(Extract)
51.Likewise in Rakesh Puri & Anr. v. State of U.P. (supra), Smt. Rekha Verma and others v. State of U. P. and others 2007 (57) ACC 241 and Abdul Aziz v. State of U.P., Paragraph 13 (supra) it has been held by single judge decisions of this Court that neither a Criminal Revision nor an Application under section 482 Cr.P.C. would lie against the direction of the Magistrate to register and investigate an FIR in exercise of powers under section 156(3) Cr.P.C. In Abdul Aziz it has further been held that only after an FIR can an accused move the High Court in its writ jurisdiction under Article 226 of the Constitution of India for quashing of the FIR, but prior to the registration of the F.I.R., the prospective accused has no right to challenge that order.
(End Extract)
(Source information)
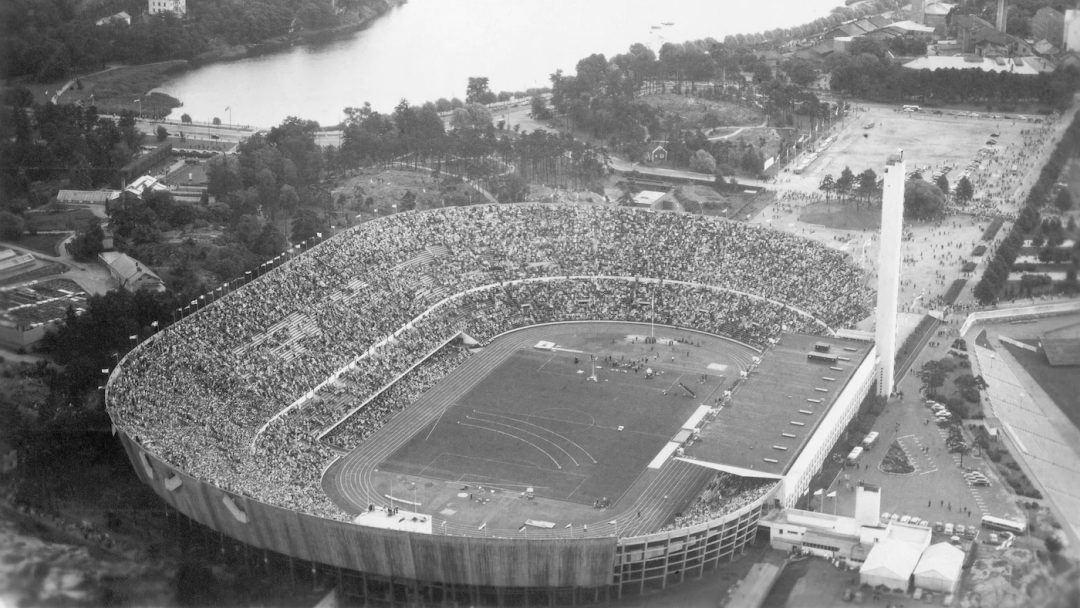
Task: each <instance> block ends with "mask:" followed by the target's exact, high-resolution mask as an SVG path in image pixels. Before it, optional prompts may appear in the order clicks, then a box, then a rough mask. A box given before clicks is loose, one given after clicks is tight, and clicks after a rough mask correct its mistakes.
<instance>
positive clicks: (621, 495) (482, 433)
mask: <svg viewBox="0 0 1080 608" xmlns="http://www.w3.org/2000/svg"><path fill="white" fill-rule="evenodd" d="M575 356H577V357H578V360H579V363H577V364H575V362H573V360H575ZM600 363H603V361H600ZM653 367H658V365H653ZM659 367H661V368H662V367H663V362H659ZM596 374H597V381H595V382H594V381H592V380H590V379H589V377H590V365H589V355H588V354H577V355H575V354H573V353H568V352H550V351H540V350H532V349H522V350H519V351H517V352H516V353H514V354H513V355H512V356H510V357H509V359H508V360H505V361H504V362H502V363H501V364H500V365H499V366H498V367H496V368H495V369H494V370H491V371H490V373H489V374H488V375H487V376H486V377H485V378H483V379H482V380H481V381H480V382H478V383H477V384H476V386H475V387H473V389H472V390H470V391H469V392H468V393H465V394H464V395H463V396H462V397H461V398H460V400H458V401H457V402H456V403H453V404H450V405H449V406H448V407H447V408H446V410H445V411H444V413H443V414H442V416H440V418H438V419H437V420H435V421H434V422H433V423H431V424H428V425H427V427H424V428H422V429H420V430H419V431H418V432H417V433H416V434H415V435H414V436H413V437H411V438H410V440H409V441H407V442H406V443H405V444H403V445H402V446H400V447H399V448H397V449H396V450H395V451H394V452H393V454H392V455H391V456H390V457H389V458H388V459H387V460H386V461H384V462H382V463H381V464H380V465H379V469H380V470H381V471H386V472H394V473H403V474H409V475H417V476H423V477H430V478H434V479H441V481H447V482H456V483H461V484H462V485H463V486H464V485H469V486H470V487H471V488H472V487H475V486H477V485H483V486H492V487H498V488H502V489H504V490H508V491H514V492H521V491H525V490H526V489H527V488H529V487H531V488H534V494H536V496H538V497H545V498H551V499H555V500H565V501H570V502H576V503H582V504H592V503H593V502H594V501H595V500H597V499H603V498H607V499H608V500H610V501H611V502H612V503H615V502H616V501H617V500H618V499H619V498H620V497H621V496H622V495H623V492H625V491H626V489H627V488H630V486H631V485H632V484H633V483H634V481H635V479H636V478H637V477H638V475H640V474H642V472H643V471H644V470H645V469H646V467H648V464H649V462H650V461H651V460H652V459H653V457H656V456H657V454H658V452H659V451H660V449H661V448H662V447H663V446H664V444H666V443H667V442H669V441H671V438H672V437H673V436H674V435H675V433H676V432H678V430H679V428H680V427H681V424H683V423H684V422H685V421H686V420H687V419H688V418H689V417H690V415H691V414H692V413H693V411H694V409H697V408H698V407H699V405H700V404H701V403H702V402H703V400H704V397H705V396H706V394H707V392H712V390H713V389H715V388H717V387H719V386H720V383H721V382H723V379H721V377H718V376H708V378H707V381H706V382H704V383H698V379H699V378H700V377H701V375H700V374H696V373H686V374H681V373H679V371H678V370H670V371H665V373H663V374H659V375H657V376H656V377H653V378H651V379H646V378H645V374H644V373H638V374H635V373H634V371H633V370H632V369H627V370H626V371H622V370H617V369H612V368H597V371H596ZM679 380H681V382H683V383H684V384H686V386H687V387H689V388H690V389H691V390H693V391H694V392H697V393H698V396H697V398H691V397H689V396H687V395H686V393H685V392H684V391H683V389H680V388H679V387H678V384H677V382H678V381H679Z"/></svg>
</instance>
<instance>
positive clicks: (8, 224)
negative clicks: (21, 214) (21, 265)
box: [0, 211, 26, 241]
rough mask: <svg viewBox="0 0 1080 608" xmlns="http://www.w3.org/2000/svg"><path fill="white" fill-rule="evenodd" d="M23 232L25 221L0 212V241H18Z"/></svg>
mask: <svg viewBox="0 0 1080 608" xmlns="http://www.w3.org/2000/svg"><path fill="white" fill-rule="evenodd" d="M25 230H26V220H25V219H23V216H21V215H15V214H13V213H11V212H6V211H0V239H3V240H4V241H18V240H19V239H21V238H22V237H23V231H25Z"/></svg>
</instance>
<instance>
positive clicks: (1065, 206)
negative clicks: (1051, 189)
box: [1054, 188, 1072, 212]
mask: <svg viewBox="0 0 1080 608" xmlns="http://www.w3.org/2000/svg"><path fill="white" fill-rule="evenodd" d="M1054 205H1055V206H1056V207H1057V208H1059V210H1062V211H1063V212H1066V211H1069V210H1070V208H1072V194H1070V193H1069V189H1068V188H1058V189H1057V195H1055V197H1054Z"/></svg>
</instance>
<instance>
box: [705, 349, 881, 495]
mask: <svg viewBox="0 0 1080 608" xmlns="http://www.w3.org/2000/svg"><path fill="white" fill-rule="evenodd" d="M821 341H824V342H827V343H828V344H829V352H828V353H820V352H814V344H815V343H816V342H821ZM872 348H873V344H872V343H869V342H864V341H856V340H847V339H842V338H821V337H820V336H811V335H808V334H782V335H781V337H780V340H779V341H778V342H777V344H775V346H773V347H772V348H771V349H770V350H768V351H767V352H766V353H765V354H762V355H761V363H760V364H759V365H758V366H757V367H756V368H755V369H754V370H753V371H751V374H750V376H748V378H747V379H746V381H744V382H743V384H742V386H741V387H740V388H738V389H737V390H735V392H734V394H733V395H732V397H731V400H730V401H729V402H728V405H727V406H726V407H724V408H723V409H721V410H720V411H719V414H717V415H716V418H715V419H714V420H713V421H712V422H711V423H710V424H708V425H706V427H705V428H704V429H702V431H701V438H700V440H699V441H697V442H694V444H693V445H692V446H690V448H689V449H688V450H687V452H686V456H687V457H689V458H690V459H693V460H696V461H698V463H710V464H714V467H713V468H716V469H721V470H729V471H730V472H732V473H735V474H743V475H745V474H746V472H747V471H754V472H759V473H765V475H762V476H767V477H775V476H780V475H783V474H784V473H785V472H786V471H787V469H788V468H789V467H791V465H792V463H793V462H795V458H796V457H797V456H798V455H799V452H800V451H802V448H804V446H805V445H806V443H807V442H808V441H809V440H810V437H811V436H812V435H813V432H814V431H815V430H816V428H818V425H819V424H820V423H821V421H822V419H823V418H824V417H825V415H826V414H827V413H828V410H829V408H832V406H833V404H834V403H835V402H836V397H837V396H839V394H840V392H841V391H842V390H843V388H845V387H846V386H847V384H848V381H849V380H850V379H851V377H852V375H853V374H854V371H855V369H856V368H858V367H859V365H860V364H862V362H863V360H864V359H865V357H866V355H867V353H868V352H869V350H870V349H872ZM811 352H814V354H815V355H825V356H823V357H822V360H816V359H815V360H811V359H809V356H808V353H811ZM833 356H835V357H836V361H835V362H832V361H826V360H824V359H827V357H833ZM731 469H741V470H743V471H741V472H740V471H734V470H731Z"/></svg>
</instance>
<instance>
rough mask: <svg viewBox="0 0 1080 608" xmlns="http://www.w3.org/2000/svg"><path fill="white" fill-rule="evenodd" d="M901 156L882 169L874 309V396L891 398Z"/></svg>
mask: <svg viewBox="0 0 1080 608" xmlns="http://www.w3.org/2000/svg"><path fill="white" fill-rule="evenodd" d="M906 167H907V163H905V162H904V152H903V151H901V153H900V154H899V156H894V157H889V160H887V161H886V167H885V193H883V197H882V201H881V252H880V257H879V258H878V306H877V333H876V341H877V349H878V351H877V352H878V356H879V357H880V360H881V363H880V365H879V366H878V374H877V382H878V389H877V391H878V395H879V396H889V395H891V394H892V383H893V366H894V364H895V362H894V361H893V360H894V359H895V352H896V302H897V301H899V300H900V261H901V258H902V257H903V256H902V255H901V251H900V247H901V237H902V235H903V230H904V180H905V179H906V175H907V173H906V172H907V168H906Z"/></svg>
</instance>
(End Source information)
== The task ==
Can you copy the passage on challenging Section 156(3) orders word for word, everything from "51.Likewise in Rakesh" down to "challenge that order."?

== Output of the task ==
51.Likewise in Rakesh Puri & Anr. v. State of U.P. (supra), Smt. Rekha Verma and others v. State of U. P. and others 2007 (57) ACC 241 and Abdul Aziz v. State of U.P., Paragraph 13 (supra) it has been held by single judge decisions of this Court that neither a Criminal Revision nor an Application under section 482 Cr.P.C. would lie against the direction of the Magistrate to register and investigate an FIR in exercise of powers under section 156(3) Cr.P.C. In Abdul Aziz it has further been held that only after an FIR can an accused move the High Court in its writ jurisdiction under Article 226 of the Constitution of India for quashing of the FIR, but prior to the registration of the F.I.R., the prospective accused has no right to challenge that order.